··· Extrait choisi ···

EST-CE BIEN RAISONNABLE?

L’Ivoirienne Joana Choumali figure parmi les dix-huit photographes du monde entier à avoir été sélectionnés cette année pour être les lauréats du Magnum Emergency Fund 2016. Ce prix prestigieux a pour but de soutenir des photographes indépendants qui mènent des travaux personnels originaux sur des questions de société. La série de photos pour laquelle la jeune femme a été primée correspond parfaitement aux critères du prix: intitulé «Sissi Barra» (Travail de fumée), son travail porte sur les femmes qui fabriquent du charbon de bois dans la ville de San Pedro, située à 350 km au sud-ouest d’Abidjan en Côte d’Ivoire.

··· Données fournies ···

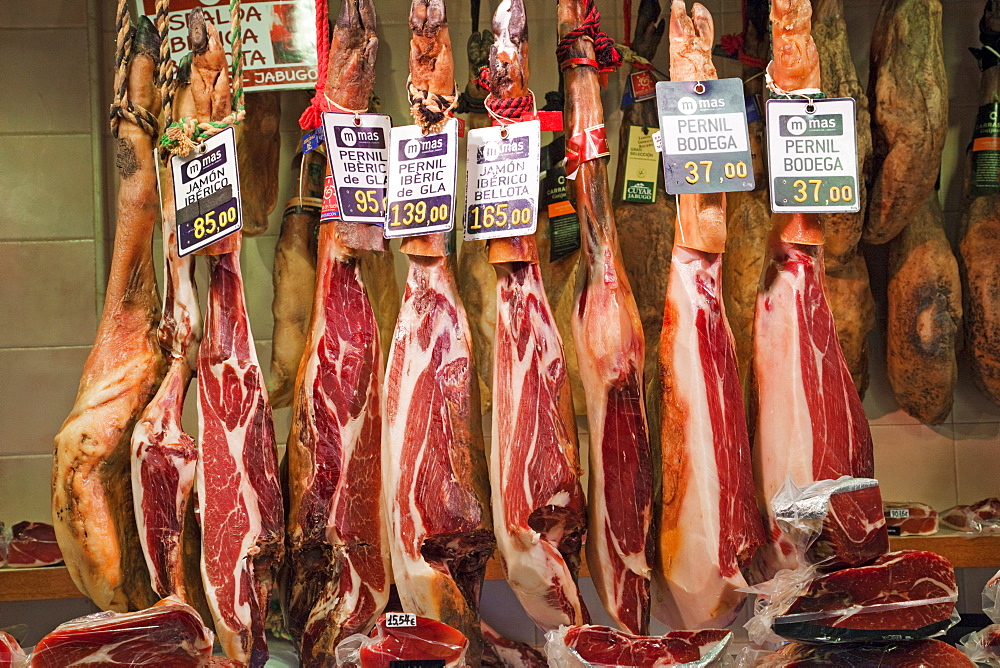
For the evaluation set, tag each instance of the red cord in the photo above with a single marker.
(312, 116)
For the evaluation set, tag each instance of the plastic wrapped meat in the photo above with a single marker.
(168, 634)
(909, 518)
(428, 640)
(980, 517)
(835, 523)
(905, 595)
(916, 654)
(604, 647)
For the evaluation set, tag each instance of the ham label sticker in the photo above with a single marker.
(279, 38)
(207, 193)
(357, 148)
(501, 196)
(812, 156)
(705, 141)
(422, 173)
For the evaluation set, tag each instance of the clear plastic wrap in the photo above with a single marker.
(834, 524)
(980, 517)
(604, 647)
(907, 595)
(426, 640)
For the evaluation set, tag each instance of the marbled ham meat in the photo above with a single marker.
(603, 647)
(709, 523)
(836, 523)
(32, 544)
(909, 518)
(905, 595)
(168, 634)
(915, 654)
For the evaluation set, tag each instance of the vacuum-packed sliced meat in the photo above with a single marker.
(610, 346)
(908, 92)
(335, 580)
(925, 316)
(709, 524)
(910, 518)
(91, 486)
(905, 595)
(168, 634)
(603, 647)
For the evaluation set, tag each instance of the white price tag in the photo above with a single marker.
(207, 193)
(400, 619)
(422, 172)
(501, 196)
(812, 156)
(358, 151)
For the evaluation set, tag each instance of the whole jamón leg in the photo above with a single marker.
(91, 483)
(336, 578)
(538, 501)
(810, 423)
(434, 468)
(610, 348)
(709, 523)
(239, 496)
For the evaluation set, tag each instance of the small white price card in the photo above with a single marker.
(812, 156)
(207, 193)
(358, 150)
(422, 172)
(501, 195)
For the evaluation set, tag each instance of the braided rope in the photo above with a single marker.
(608, 57)
(313, 114)
(186, 133)
(430, 110)
(122, 107)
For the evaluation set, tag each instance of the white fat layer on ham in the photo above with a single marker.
(694, 593)
(418, 582)
(608, 349)
(210, 499)
(784, 439)
(534, 566)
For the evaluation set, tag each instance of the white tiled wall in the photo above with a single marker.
(54, 263)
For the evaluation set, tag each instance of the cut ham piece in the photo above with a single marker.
(11, 654)
(32, 544)
(916, 654)
(168, 634)
(91, 487)
(164, 456)
(835, 523)
(904, 595)
(610, 348)
(435, 474)
(538, 502)
(603, 647)
(336, 578)
(709, 523)
(429, 640)
(909, 518)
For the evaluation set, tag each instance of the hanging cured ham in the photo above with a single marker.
(164, 456)
(609, 344)
(434, 469)
(646, 231)
(810, 423)
(239, 497)
(91, 485)
(336, 578)
(538, 502)
(709, 523)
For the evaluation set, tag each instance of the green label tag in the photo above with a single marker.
(986, 151)
(642, 165)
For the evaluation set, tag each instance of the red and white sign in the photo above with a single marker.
(279, 38)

···

• **Consignes de l'exercice**
A: Recopie le passage de l'extrait sur Joana Choumali commençant par « EST-CE BIEN RAISONNABLE? » et allant jusqu'à « en Côte d’Ivoire. », en substituant « renommé » à « prestigieux ».
B: Relève tous les noms propres de lieux géographiques cités dans l'extrait sur Joana Choumali.
La liste qui précède est un matériau à part, indépendant de l'extrait.

• **Réponses aux consignes**
A:
EST-CE BIEN RAISONNABLE?

L’Ivoirienne Joana Choumali figure parmi les dix-huit photographes du monde entier à avoir été sélectionnés cette année pour être les lauréats du Magnum Emergency Fund 2016. Ce prix renommé a pour but de soutenir des photographes indépendants qui mènent des travaux personnels originaux sur des questions de société. La série de photos pour laquelle la jeune femme a été primée correspond parfaitement aux critères du prix: intitulé «Sissi Barra» (Travail de fumée), son travail porte sur les femmes qui fabriquent du charbon de bois dans la ville de San Pedro, située à 350 km au sud-ouest d’Abidjan en Côte d’Ivoire.

B: San Pedro, Abidjan, Côte d'Ivoire